Salı Sohbetlerinin bu haftaki konuğu Gıda Mühendisleri Odası Antalya şube Başkanı İncigül Sağdıç Tataroğlu oldu. Tataroğlu ile başkanı olduğu gıda Mühendisleri Odası’nın çalışmalarını, projelerini ve son günlerde Türkiye’de sık sık gündeme gelen gıda denetimlerini konuştuk.
Öncelikle sizi kısaca tanıyalım
Gıda mühendisiyim, gıda güvenliği ile ilgili oda dışında eğitim, denetim ve denetim işleri yapan bir şirketim var. Çoğunlukla toplu tüketim yerleri; otel ve restoran olmak üzere gıda güvenliği ile ilgili eğitimler, denetimler ve danışmanlık işi yapıyorum. Bunun dışında da Mayıs 2015'den beri Gıda Mühendisleri Odası'nın şube başkanlığını devam ettiriyorum.
Gıda toplumumuz için bu kadar önem teşkil ediyorken, nasıl oluyor da gıda güvenliği konusu bu kadar geri planda kalıyor?
Birçok yasal yönetmelik kanunu vs, gıda güvenliği ile ilgili pek çok şartı destekliyor. Fakat, uygulamaya geldiğiniz zaman uygulamada cezaların çok yeterli olmadığını düşünüyorum. Bu önemli bir neden olabilir. Bir de toplum yapısı olarak da 'ben zaten bu işi biliyorum, profesyonel olarak destek almama gerek yok' şeklinde bir bakış açısı var. Ama temelde galiba cezai yaptırımların yeterli olmayışından kaynaklanıyor.
Geçtiğimiz yıllarda belirli bir sayının üzerine çıkıldığında bir iş yerinde iş güvenliği uzmanı bulundurma zorunluluğu yasası geldi, gıda güvenliği konusunda da bu durum geçerli mi ya da var olan kanunlar bu konuda yeterli mi?

**Yazılı görev**
Gıda güvenliği söyleşisinin "Öncelikle sizi kısaca" ifadesinden "geri planda kalıyor?" ifadesine kadar olan kısmını hiçbir değişiklik yapmadan yazın. Kayıtların bu metinle hiçbir ilgisi yoktur.

**Veri satırları**

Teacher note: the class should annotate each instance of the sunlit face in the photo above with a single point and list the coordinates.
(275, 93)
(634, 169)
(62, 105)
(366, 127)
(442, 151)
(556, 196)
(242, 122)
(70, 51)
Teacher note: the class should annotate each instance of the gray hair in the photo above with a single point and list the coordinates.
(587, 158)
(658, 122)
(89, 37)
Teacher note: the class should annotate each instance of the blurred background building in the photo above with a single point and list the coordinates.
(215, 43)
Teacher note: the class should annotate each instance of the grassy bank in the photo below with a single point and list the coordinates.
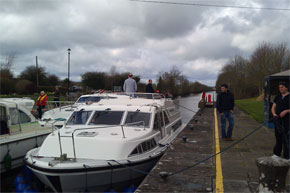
(33, 97)
(252, 107)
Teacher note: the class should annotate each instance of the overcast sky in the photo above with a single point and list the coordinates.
(143, 38)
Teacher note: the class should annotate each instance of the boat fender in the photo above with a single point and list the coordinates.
(28, 174)
(29, 191)
(131, 189)
(184, 139)
(19, 179)
(111, 191)
(7, 161)
(163, 175)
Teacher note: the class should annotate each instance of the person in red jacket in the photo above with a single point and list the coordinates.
(41, 103)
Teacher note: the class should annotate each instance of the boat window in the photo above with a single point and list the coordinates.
(176, 125)
(157, 124)
(107, 118)
(89, 99)
(24, 118)
(144, 147)
(79, 117)
(3, 116)
(165, 118)
(135, 117)
(14, 116)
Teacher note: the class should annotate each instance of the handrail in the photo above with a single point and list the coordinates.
(135, 123)
(142, 95)
(73, 138)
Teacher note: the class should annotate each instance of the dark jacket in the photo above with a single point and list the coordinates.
(225, 101)
(149, 88)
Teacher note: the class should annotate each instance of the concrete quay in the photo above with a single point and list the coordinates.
(235, 171)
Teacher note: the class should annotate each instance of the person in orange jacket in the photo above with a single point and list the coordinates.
(41, 103)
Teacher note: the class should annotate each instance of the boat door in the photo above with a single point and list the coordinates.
(13, 118)
(4, 128)
(159, 124)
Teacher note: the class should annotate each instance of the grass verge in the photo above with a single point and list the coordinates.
(252, 107)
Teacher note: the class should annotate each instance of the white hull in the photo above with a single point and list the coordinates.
(93, 179)
(18, 148)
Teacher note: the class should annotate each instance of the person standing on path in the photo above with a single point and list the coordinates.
(225, 106)
(149, 87)
(56, 97)
(130, 85)
(281, 114)
(41, 103)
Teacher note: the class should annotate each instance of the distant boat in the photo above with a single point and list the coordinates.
(19, 131)
(106, 143)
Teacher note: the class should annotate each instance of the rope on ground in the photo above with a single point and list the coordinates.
(133, 169)
(197, 163)
(222, 151)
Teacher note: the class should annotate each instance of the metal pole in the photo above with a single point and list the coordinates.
(68, 70)
(123, 131)
(37, 81)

**Yanıt**
Öncelikle sizi kısaca tanıyalım
Gıda mühendisiyim, gıda güvenliği ile ilgili oda dışında eğitim, denetim ve denetim işleri yapan bir şirketim var. Çoğunlukla toplu tüketim yerleri; otel ve restoran olmak üzere gıda güvenliği ile ilgili eğitimler, denetimler ve danışmanlık işi yapıyorum. Bunun dışında da Mayıs 2015'den beri Gıda Mühendisleri Odası'nın şube başkanlığını devam ettiriyorum.
Gıda toplumumuz için bu kadar önem teşkil ediyorken, nasıl oluyor da gıda güvenliği konusu bu kadar geri planda kalıyor?